### What you should do
Report every row below that contains the string "street", copying each such row in full. Matching is case-sensitive.
((
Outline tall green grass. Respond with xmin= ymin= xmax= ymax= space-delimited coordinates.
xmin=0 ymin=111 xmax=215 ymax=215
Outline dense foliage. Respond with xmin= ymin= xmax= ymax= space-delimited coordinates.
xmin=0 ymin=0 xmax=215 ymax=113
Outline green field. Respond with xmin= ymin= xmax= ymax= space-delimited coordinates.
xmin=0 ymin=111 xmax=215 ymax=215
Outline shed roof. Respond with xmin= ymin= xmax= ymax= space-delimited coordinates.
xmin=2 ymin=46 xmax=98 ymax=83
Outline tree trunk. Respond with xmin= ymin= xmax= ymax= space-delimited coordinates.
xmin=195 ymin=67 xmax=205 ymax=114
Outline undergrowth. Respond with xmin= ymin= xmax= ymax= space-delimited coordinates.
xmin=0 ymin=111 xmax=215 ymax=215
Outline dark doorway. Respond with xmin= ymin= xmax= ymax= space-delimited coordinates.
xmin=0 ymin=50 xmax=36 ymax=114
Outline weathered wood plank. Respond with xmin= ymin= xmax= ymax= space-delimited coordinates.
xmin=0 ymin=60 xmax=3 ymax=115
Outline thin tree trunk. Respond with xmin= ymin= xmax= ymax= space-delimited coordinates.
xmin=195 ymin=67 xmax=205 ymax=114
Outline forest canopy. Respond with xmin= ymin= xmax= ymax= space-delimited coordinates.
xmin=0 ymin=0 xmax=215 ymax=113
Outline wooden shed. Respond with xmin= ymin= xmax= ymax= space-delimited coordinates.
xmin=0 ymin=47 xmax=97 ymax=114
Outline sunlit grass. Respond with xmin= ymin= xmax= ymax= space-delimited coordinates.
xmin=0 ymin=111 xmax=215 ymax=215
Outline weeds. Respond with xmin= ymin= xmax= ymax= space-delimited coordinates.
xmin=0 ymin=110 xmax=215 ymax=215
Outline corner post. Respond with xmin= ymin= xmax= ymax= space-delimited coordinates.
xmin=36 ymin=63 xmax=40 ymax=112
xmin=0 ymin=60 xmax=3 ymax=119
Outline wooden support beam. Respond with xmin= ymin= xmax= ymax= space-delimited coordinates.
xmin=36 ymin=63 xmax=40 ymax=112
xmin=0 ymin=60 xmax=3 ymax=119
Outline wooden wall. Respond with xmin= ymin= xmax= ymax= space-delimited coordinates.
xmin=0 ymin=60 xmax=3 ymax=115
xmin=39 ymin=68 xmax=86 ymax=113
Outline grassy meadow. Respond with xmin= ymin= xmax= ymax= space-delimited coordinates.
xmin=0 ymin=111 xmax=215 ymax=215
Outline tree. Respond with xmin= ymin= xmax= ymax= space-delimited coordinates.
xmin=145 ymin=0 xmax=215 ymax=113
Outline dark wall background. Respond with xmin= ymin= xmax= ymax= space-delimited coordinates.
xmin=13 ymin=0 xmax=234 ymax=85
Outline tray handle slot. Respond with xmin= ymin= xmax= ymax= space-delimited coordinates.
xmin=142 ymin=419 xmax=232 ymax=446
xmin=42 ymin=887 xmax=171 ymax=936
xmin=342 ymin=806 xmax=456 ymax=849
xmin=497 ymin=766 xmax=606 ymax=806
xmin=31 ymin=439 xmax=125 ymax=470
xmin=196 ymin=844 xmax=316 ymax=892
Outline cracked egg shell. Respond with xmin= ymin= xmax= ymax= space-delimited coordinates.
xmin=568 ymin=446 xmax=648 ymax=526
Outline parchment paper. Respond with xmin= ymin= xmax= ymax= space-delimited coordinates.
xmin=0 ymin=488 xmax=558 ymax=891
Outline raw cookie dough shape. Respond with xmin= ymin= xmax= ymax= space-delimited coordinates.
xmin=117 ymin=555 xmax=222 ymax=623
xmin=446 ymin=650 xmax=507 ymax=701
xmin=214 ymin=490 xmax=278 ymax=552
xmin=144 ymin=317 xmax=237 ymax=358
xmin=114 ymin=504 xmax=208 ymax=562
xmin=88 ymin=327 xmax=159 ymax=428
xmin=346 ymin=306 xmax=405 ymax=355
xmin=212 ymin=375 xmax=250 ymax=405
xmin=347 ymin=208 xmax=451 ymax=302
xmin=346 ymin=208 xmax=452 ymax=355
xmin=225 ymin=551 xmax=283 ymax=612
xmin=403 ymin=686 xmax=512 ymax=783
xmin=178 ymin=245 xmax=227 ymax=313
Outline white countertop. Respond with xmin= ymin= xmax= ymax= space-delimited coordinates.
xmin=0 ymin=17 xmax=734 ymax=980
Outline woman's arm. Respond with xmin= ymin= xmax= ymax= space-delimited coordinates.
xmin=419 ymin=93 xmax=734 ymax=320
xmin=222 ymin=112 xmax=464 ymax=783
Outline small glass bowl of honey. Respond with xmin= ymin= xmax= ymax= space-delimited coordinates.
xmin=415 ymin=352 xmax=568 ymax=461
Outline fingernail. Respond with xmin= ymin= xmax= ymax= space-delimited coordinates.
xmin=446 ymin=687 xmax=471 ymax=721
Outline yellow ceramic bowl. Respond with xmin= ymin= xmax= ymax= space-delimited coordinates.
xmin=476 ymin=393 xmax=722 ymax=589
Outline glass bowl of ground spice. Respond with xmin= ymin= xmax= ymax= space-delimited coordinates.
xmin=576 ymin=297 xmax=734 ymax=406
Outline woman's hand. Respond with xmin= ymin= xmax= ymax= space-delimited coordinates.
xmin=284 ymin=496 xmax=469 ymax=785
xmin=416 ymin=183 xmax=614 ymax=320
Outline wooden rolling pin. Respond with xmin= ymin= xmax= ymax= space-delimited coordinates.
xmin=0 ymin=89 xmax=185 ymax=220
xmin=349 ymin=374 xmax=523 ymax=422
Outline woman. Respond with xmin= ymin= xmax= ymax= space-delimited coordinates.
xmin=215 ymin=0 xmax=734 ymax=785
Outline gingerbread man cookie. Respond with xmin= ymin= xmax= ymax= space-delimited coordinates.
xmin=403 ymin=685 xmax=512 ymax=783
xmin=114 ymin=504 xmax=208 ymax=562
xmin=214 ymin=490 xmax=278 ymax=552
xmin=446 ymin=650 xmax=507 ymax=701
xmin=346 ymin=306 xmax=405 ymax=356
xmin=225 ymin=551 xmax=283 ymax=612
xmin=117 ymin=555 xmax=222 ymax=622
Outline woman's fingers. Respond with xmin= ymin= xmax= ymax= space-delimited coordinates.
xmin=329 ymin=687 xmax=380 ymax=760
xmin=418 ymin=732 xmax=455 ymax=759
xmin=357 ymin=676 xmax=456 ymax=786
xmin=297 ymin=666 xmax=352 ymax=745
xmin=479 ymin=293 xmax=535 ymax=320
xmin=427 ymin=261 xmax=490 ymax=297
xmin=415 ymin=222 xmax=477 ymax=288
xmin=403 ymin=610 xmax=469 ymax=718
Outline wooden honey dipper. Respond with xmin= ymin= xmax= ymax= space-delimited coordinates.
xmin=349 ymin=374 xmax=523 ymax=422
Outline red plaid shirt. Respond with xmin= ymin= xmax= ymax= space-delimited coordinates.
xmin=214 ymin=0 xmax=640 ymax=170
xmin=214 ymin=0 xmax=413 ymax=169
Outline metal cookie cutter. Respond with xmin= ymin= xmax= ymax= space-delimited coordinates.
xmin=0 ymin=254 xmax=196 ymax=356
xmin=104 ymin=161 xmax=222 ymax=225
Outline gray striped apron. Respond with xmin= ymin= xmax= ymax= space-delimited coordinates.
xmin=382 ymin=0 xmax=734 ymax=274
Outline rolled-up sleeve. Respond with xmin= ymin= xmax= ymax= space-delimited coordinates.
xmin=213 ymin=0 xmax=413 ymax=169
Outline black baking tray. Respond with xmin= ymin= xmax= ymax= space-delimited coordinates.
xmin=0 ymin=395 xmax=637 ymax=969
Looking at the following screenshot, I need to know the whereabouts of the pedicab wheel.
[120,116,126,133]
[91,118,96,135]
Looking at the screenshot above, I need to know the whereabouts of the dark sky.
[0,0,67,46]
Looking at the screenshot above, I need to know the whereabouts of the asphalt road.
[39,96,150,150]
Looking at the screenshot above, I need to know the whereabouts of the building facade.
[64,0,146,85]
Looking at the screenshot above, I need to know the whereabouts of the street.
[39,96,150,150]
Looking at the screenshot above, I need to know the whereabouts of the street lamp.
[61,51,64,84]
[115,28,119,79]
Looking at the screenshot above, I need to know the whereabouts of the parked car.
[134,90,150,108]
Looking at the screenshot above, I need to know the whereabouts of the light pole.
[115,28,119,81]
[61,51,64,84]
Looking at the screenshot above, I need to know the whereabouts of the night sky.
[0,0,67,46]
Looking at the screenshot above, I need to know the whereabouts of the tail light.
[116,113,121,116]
))
### Output
Looking at the screenshot above, I need to know the whereabouts of the street.
Looking at the screenshot above, I need to know the whereabouts of the street lamp.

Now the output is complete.